_To do:_
1 > In the seminar abstract, why is Thompson's group V called "one of the first" examples of a finitely presented infinite simple group rather than the first?
2 > Reproduce the seminar abstract from "Brin's Groups nV" up to and including "CAT(0) cubical complexes).".

**** Text block

Brin's Groups nV
Time and place
1 PM on Thursday, March 26th, 2009; NAC 6/113
Dr. Daniel S. Farley (Miami University of Ohio)
Abstract
In the 1960s, Richard Thompson introduced a group V, which is a certain group of piecewise-linear homeomorphisms
of the Cantor set. Thompson's group V was one of the first examples of a finitely presented infinite simple group (the earliest
example was a related group T, also defined by Thompson). In the 1980s, Brown and Geoghegan showed that T and V have type
F-infinity, i.e., there are aspherical cell complexes K(T,1) and K(V,1) having only finitely many cells in each dimension, and having
T and V (respectively) as their fundamental groups. In 2003, I was able to show that T and V act properly on locally compact, contractible, non-positively curved cubical complexes (that is, on proper CAT(0) cubical complexes).
Matthew Brin defined generalizations of Thompson's group V, which he calls nV. The group nV is a certain group of
piecewise-linear homeomorphisms of the n-fold product of the Cantor set. Brin is able to show that V is not isomorphic to 2V,
and he computes a finite presentation for 2V.

********
**** Dataset content

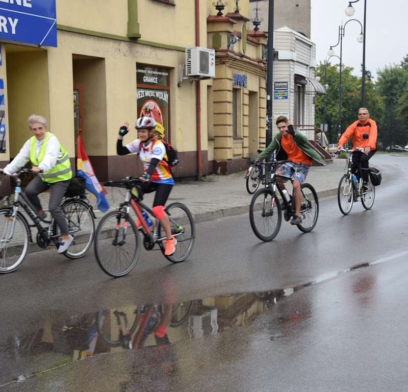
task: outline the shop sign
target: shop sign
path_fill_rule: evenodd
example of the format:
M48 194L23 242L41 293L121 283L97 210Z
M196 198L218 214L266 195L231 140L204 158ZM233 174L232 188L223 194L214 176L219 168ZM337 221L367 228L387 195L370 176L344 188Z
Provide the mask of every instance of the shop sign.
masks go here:
M275 90L273 98L275 100L287 100L288 96L287 90Z
M169 70L137 65L136 82L138 117L153 118L162 126L160 128L164 130L165 138L168 140Z
M287 100L288 93L287 82L274 82L273 83L274 92L273 99L275 100Z
M169 84L169 70L165 68L137 65L136 82L138 84L167 86Z
M275 82L273 83L274 86L274 90L287 90L287 82Z
M55 0L0 0L0 39L56 47Z
M233 74L233 85L242 86L246 88L247 75L240 75L239 74Z

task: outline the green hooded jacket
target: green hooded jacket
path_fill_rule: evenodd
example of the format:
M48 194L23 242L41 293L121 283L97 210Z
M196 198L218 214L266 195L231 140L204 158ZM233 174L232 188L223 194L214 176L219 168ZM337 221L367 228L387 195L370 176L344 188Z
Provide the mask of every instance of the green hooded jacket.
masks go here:
M294 135L290 135L295 144L302 150L311 159L325 165L324 160L319 153L315 150L312 144L308 140L308 138L300 132L295 131ZM257 161L261 161L265 159L276 150L275 157L277 160L284 161L288 159L288 155L285 150L281 148L280 139L282 134L279 132L275 135L271 143L256 158Z

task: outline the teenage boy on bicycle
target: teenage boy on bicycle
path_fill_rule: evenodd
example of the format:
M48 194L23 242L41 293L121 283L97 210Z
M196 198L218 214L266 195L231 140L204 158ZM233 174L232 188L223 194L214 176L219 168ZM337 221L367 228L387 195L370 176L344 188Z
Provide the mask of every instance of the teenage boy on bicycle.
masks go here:
M300 204L302 193L300 186L304 182L306 176L312 166L311 159L325 164L323 158L309 142L308 138L299 132L295 132L289 119L285 116L279 116L276 119L279 133L273 138L271 143L257 157L256 162L260 162L276 150L276 160L291 160L283 163L277 168L276 174L291 177L293 180L293 194L295 198L295 216L291 221L292 225L302 223L300 217ZM286 189L284 183L288 181L281 177L276 178L282 189Z

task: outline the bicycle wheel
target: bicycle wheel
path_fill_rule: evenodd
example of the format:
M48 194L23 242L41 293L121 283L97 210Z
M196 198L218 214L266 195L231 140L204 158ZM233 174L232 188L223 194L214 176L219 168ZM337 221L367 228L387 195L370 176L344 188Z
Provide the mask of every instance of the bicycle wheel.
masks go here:
M374 199L375 197L375 187L371 182L371 179L368 177L368 189L362 192L361 204L366 210L369 210L374 204Z
M126 340L130 341L132 335L136 329L140 317L141 307L138 306L132 315L129 315L122 311L114 310L111 311L107 309L98 312L96 321L96 330L102 340L110 347L118 347ZM111 320L114 317L116 321L114 323ZM124 328L122 325L124 322ZM117 328L115 329L112 326L116 324ZM132 325L130 328L129 326Z
M300 187L302 202L300 204L300 217L302 223L297 225L298 229L303 233L313 230L319 216L319 200L315 188L310 184L302 184Z
M193 216L187 207L181 203L172 203L165 208L169 216L171 227L171 234L177 240L175 251L170 256L164 257L172 263L180 263L188 257L195 240L195 225ZM159 226L160 237L165 237L166 233ZM160 250L164 254L165 247L160 246Z
M113 211L99 222L95 235L95 254L100 267L115 278L130 273L140 254L140 239L133 219Z
M68 232L74 238L64 255L70 259L85 256L91 249L95 237L95 221L91 206L78 200L69 200L62 205ZM54 220L54 232L60 234L60 228Z
M347 215L353 206L354 202L354 189L350 181L350 176L345 174L340 180L337 189L337 201L341 213Z
M170 322L169 327L173 328L178 327L185 322L191 314L195 304L195 301L188 301L187 302L180 302L177 304L173 304L171 306L171 319ZM162 306L162 313L164 313L164 306Z
M248 178L246 179L246 190L249 194L254 193L259 186L261 182L261 178L259 176L260 168L259 166L253 166L248 175Z
M274 198L274 202L272 201ZM271 241L280 228L280 203L273 191L264 188L258 190L251 201L249 220L255 235L263 241Z
M30 230L19 213L16 216L12 236L13 210L0 210L0 274L17 270L26 259L30 249Z

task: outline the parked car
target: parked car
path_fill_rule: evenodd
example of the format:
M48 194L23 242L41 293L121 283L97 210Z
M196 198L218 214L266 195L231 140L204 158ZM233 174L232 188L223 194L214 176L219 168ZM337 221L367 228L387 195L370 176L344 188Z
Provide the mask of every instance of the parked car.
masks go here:
M337 144L329 144L326 150L329 153L335 153L336 149L337 148Z
M400 145L398 145L398 144L394 144L391 146L388 146L386 149L386 151L388 153L403 153L405 151L408 151L406 149L404 149L403 147L401 147Z

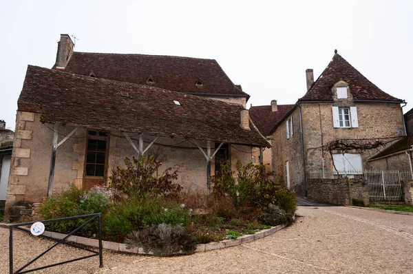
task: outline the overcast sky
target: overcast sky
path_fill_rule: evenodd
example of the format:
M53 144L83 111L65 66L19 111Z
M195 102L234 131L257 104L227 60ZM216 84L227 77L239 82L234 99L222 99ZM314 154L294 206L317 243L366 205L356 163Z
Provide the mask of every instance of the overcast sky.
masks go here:
M0 120L14 128L28 65L75 50L213 59L253 105L293 104L335 49L413 107L413 1L10 1L0 4Z

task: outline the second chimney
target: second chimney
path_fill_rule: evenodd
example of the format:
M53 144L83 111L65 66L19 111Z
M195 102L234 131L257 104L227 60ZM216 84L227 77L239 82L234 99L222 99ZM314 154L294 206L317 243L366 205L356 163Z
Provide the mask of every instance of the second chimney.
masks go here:
M271 101L271 112L275 112L277 110L278 108L277 107L277 100Z
M73 53L74 44L68 34L61 34L61 41L58 42L57 54L54 67L56 70L64 70Z
M307 80L307 92L310 90L310 87L314 83L314 74L313 73L313 69L306 70L306 78Z
M240 126L242 129L251 130L249 127L249 113L248 109L241 111L241 123Z

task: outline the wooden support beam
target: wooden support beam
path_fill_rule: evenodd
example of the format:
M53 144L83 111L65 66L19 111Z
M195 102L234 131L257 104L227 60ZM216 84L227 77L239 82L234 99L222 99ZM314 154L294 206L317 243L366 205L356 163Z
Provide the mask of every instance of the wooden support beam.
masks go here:
M134 142L132 141L132 140L131 139L131 138L127 135L127 134L126 132L123 132L123 135L125 136L125 137L126 138L126 139L129 141L129 143L131 144L131 145L132 146L132 147L134 148L134 149L135 149L135 151L136 152L138 152L138 157L140 157L140 153L139 151L139 149L138 149L138 148L136 147L136 146L135 145L135 144L134 144Z
M57 144L57 147L60 147L63 143L66 142L67 139L70 138L77 130L79 129L79 127L76 127L74 129L73 129L66 137L63 138L63 139Z
M53 140L52 141L52 156L50 157L50 169L49 171L49 182L47 183L47 199L52 198L53 192L53 179L54 178L54 164L56 163L56 151L57 150L59 125L54 124L53 129Z
M158 136L155 137L155 139L153 139L153 140L152 142L151 142L151 143L149 145L148 145L147 148L145 149L145 150L143 151L142 155L145 154L145 153L152 146L152 145L153 145L153 143L155 143L156 139L158 139Z

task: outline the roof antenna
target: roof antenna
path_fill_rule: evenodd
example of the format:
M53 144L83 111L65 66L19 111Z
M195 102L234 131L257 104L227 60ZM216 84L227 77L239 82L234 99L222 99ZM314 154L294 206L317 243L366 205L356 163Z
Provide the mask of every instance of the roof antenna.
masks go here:
M74 35L70 35L72 37L73 37L73 48L74 48L76 46L76 40L79 40L78 39L76 38Z

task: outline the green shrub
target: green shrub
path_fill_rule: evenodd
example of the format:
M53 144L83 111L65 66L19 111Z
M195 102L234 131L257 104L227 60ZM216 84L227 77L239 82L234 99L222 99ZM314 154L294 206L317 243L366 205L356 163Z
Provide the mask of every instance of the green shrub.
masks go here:
M100 213L104 215L109 206L108 198L101 193L92 190L89 192L72 186L61 196L45 201L39 210L42 219L57 219ZM68 233L88 219L76 219L47 224L47 229ZM96 221L92 221L78 231L79 235L96 237L98 232Z
M178 171L169 167L158 175L161 162L157 162L154 156L147 158L141 156L131 161L125 159L126 168L117 167L112 170L110 187L128 196L140 197L178 197L182 187L173 182L178 178Z
M105 234L122 241L132 230L162 223L173 225L189 224L189 210L180 204L149 197L131 197L114 205L105 218Z
M156 256L169 256L180 251L191 254L195 245L182 224L159 224L134 231L125 240L127 248L142 247L146 253Z
M258 215L258 220L265 225L276 226L282 224L293 222L293 216L280 209L275 204L270 204L268 207L262 209L262 213Z

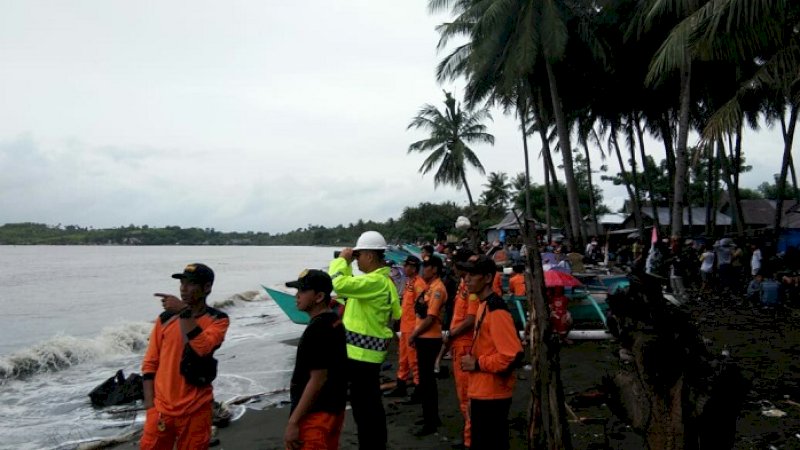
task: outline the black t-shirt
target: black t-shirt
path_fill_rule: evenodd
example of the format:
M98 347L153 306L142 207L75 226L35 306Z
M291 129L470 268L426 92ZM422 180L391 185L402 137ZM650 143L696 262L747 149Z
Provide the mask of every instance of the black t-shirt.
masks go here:
M325 312L311 319L297 345L297 359L289 389L292 411L303 396L303 390L311 379L311 371L321 369L328 370L328 379L309 412L344 411L347 401L345 345L344 325L339 316Z

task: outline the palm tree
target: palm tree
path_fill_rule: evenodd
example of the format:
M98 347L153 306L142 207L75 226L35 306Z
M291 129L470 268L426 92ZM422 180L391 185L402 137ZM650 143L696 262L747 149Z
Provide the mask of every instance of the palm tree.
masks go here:
M486 190L481 194L481 203L492 213L505 214L511 198L508 175L505 172L491 172L483 186Z
M486 125L482 123L486 119L491 120L492 116L485 108L475 112L462 110L461 104L456 102L450 92L444 94L444 112L426 104L411 120L407 129L428 130L430 137L409 145L408 153L431 152L420 166L420 173L424 175L436 168L434 187L440 184L455 186L457 190L463 187L467 191L470 207L474 208L475 202L467 184L466 167L470 165L481 174L486 171L467 144L494 145L494 136L486 132Z

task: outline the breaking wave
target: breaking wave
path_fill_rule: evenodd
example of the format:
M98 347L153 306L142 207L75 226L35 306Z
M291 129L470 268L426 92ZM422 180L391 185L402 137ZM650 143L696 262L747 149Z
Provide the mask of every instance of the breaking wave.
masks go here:
M0 358L0 384L43 372L55 372L87 361L144 351L151 324L126 323L104 328L95 338L57 336Z
M234 294L212 306L226 309L237 302L260 299L257 291L246 291ZM93 338L69 335L53 337L10 356L0 357L0 384L37 373L56 372L88 361L129 353L143 353L152 327L152 323L129 322L119 327L103 328L100 335Z

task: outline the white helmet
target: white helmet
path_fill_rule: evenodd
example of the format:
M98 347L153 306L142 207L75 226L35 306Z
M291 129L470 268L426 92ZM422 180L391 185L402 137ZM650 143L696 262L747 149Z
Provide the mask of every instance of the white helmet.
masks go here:
M377 231L361 233L353 250L386 250L386 239Z

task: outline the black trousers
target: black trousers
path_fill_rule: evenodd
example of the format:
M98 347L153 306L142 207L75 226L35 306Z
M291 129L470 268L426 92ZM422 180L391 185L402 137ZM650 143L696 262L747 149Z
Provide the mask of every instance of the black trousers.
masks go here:
M381 394L381 364L347 360L350 406L360 450L386 449L386 413Z
M511 399L469 400L471 450L508 450L508 411Z
M433 366L439 350L442 348L441 338L417 338L417 364L419 366L419 397L422 401L422 418L425 425L438 426L439 420L439 388L436 385L436 374Z

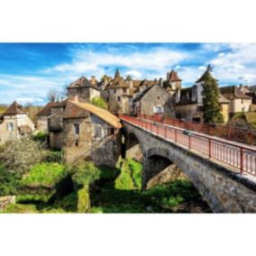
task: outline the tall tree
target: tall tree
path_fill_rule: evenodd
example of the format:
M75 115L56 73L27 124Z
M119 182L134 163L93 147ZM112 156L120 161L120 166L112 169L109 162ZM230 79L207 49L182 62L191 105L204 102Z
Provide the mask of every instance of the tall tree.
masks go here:
M207 66L206 72L199 79L202 83L203 117L205 123L224 123L219 103L219 87L217 80L213 78L213 67Z

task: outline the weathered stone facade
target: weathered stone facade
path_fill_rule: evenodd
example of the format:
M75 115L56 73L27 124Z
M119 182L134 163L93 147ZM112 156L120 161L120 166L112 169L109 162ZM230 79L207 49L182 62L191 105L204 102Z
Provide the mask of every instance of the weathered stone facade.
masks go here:
M157 108L164 117L175 117L171 95L159 84L155 84L138 95L133 100L131 113L134 115L154 115Z
M0 144L12 139L19 139L34 130L28 114L16 102L3 114L0 119Z
M85 159L115 167L121 153L121 124L108 111L67 101L52 108L49 123L50 147L62 149L66 162Z
M143 129L123 122L126 136L140 142L144 156L143 182L175 163L198 189L215 213L255 213L256 181L233 172L193 151L167 142Z

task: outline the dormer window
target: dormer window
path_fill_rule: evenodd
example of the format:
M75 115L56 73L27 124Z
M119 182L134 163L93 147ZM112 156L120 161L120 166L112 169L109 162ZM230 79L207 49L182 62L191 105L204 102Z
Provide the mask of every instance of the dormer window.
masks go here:
M14 132L14 123L7 123L7 132Z
M80 133L80 125L79 123L74 123L74 130L75 130L75 134L79 135Z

********

_Problem solutions:_
1 > The earliest example was a related group T, which Thompson also defined.

2 >
Brin's Groups nV
Time and place
1 PM on Thursday, March 26th, 2009; NAC 6/113
Dr. Daniel S. Farley (Miami University of Ohio)
Abstract
In the 1960s, Richard Thompson introduced a group V, which is a certain group of piecewise-linear homeomorphisms
of the Cantor set. Thompson's group V was one of the first examples of a finitely presented infinite simple group (the earliest
example was a related group T, also defined by Thompson). In the 1980s, Brown and Geoghegan showed that T and V have type
F-infinity, i.e., there are aspherical cell complexes K(T,1) and K(V,1) having only finitely many cells in each dimension, and having
T and V (respectively) as their fundamental groups. In 2003, I was able to show that T and V act properly on locally compact, contractible, non-positively curved cubical complexes (that is, on proper CAT(0) cubical complexes).